### TASK GOAL
Leave out the pictures and repeat exactly the lines from the one containing "Where can the walnut" through the final line of the listing below.

### DATA SHOWN
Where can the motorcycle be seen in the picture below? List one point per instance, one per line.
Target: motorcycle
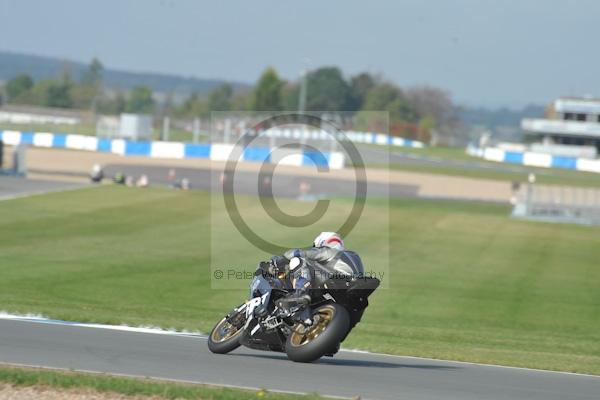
(306, 329)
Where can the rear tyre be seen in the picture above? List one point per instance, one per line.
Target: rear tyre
(308, 344)
(225, 336)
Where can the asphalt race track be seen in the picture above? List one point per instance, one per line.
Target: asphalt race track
(186, 358)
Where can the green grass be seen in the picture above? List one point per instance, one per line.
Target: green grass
(175, 134)
(466, 282)
(547, 176)
(131, 386)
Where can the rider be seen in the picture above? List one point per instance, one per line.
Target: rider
(328, 253)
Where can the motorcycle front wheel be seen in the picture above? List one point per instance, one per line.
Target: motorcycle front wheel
(225, 336)
(309, 343)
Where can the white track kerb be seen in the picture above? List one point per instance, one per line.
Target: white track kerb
(36, 318)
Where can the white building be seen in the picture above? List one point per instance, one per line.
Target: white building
(570, 123)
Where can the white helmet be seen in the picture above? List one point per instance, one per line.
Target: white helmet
(329, 239)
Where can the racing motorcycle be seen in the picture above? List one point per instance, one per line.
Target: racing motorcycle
(305, 329)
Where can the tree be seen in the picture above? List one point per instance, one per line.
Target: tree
(58, 93)
(360, 85)
(326, 90)
(380, 96)
(432, 103)
(140, 100)
(18, 86)
(220, 98)
(93, 75)
(267, 92)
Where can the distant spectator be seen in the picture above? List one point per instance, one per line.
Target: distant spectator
(172, 178)
(143, 181)
(97, 173)
(185, 184)
(119, 178)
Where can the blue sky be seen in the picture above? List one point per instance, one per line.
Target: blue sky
(485, 52)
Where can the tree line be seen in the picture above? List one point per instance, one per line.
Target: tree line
(413, 112)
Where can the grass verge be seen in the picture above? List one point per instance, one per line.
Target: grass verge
(133, 387)
(466, 282)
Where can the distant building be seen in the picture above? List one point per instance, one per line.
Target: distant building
(569, 121)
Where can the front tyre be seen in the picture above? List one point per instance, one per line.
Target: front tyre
(308, 344)
(225, 336)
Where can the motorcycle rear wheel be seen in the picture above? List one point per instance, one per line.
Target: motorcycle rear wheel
(308, 344)
(225, 337)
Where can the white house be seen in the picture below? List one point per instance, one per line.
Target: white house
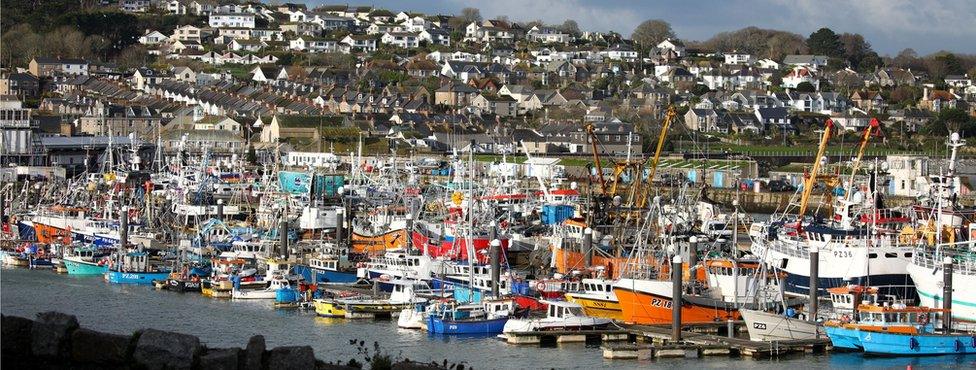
(674, 45)
(176, 7)
(363, 43)
(810, 61)
(247, 45)
(619, 52)
(767, 63)
(314, 44)
(404, 40)
(547, 35)
(244, 20)
(800, 75)
(435, 36)
(735, 58)
(152, 37)
(187, 33)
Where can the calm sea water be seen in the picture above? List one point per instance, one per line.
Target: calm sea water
(124, 309)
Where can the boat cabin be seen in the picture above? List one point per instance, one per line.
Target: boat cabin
(562, 309)
(847, 298)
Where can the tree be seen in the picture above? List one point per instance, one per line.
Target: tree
(569, 26)
(825, 42)
(855, 48)
(700, 90)
(651, 32)
(132, 57)
(870, 62)
(805, 87)
(905, 58)
(470, 15)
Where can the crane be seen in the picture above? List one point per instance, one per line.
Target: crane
(669, 117)
(812, 176)
(860, 153)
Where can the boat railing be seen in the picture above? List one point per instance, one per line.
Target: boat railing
(962, 253)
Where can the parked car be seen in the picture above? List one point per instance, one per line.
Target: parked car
(779, 186)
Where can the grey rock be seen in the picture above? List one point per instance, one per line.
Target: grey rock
(15, 336)
(220, 359)
(292, 358)
(158, 349)
(49, 335)
(410, 365)
(327, 366)
(254, 353)
(92, 347)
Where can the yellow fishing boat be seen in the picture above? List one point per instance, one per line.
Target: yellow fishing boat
(597, 299)
(328, 308)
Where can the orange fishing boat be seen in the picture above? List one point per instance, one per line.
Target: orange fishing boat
(377, 244)
(644, 301)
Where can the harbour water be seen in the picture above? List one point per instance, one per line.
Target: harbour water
(123, 309)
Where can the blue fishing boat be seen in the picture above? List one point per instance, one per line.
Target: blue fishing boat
(85, 260)
(489, 317)
(898, 344)
(327, 269)
(77, 266)
(842, 337)
(134, 268)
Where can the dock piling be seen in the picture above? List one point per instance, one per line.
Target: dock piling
(947, 294)
(814, 280)
(283, 237)
(676, 298)
(495, 255)
(124, 228)
(587, 248)
(340, 224)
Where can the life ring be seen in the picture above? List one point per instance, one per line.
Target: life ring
(541, 286)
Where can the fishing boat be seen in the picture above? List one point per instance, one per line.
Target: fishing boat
(860, 244)
(488, 317)
(919, 344)
(85, 260)
(560, 315)
(597, 299)
(330, 266)
(764, 326)
(945, 232)
(404, 295)
(134, 268)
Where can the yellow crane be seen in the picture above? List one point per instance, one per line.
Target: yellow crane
(875, 125)
(669, 117)
(812, 176)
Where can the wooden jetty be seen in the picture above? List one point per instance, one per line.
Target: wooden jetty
(566, 336)
(695, 343)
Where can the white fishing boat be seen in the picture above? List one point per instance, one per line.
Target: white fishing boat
(560, 315)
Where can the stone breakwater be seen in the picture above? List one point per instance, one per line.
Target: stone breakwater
(55, 341)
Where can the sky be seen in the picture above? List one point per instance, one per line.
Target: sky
(889, 25)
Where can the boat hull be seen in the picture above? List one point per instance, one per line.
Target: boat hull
(881, 343)
(437, 325)
(929, 284)
(325, 276)
(843, 338)
(597, 307)
(138, 278)
(649, 302)
(766, 326)
(84, 268)
(328, 309)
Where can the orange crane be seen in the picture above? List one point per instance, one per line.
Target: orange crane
(875, 125)
(812, 176)
(669, 117)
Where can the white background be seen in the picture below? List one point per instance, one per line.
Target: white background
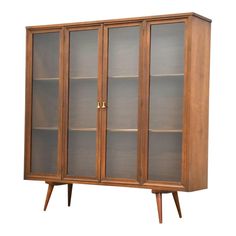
(98, 210)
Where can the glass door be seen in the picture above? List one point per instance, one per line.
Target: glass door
(83, 74)
(121, 95)
(166, 101)
(46, 104)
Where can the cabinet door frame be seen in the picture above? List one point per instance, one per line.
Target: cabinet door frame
(164, 184)
(29, 103)
(65, 176)
(104, 179)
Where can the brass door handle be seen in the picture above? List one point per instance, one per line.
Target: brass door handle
(103, 105)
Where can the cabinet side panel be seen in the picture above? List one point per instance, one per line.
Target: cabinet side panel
(197, 145)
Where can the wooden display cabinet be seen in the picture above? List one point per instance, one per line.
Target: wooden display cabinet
(119, 102)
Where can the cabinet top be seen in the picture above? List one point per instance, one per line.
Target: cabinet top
(122, 20)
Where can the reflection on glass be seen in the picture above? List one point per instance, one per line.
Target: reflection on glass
(82, 103)
(122, 114)
(166, 102)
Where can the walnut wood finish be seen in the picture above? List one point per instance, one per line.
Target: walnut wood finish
(176, 199)
(49, 193)
(70, 186)
(193, 153)
(159, 203)
(50, 189)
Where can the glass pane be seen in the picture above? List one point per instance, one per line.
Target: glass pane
(165, 156)
(167, 54)
(83, 103)
(46, 48)
(122, 115)
(166, 102)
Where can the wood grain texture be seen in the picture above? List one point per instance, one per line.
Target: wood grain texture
(195, 107)
(124, 20)
(198, 100)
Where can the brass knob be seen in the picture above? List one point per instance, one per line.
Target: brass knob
(103, 105)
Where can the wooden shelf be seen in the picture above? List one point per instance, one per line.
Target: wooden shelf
(44, 128)
(83, 78)
(82, 129)
(123, 77)
(46, 79)
(166, 130)
(122, 130)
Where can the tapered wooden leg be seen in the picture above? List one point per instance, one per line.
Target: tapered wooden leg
(176, 199)
(70, 186)
(49, 193)
(159, 206)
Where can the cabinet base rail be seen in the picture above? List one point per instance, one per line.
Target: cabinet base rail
(159, 203)
(157, 193)
(50, 189)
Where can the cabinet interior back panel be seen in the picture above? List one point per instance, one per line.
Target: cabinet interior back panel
(45, 103)
(124, 51)
(82, 153)
(121, 155)
(84, 53)
(83, 103)
(122, 103)
(46, 55)
(44, 151)
(167, 48)
(165, 153)
(166, 102)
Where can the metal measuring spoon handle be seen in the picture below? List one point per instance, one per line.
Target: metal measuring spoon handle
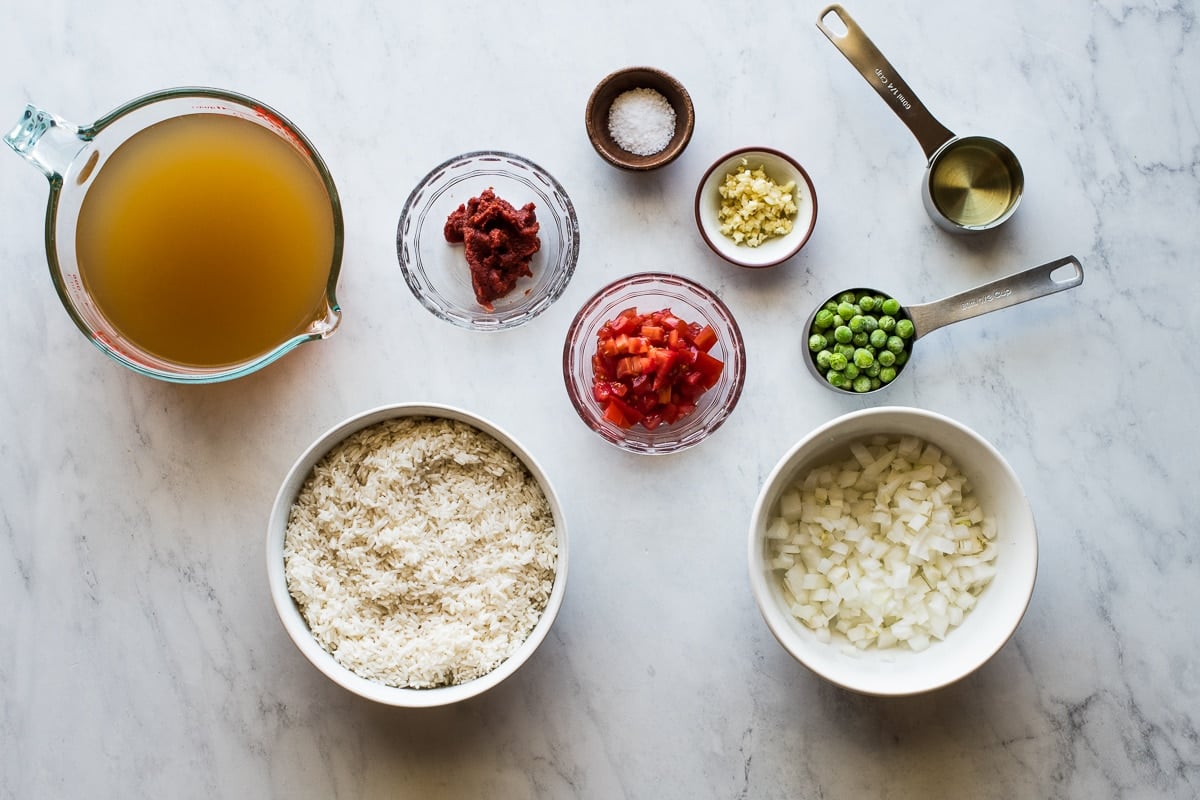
(1030, 284)
(862, 53)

### WRITTEN RESPONSE
Where can the walnut wood finish be seen in the picture above? List one point per instance, one per line.
Target: walnut wood finish
(176, 199)
(49, 193)
(70, 186)
(193, 153)
(159, 203)
(50, 189)
Where can the glass pane be seen in the picture above? List one point per instance, one per line.
Target: glass pane
(165, 156)
(167, 54)
(83, 103)
(46, 48)
(122, 115)
(166, 102)
Where can the wood grain texture be seen in the picture above? List one point per instance, one per line.
Target: wood grain texture
(195, 107)
(124, 20)
(198, 100)
Where can the brass knob be seen in the picture above? List one point per instance, one per line.
Target: brass knob
(103, 105)
Where can the wooden shelf be seen in the picture above? List one point per instance, one per line.
Target: wooden shelf
(44, 128)
(83, 78)
(82, 129)
(123, 77)
(46, 79)
(166, 130)
(122, 130)
Where can the tapered wooden leg be seen in the picture above? List one point per instance, one per line.
Target: tapered wooden leg
(176, 199)
(70, 186)
(49, 193)
(159, 206)
Where can the cabinet base rail be seen in the picture above? List one point per instance, one per line.
Target: cabinet base rail
(159, 203)
(157, 193)
(50, 189)
Where can the cabinet interior back panel be seen in the picture above? List one point per instance, one per line.
Target: cabinet interior back panel
(45, 103)
(124, 51)
(82, 153)
(121, 155)
(84, 53)
(83, 103)
(122, 103)
(46, 55)
(44, 151)
(167, 48)
(165, 153)
(166, 102)
Where can the metal measuring spoon handle be seen in the picture below? List one point per instance, one per line.
Target: metal measuring spoon handle
(1030, 284)
(862, 53)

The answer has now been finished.